What to do
How many lines in the records below contain "find"? Reply with the number alone.

———

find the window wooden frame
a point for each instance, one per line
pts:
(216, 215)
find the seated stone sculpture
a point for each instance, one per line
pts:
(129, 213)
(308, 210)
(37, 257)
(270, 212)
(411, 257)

———

Exercise output
2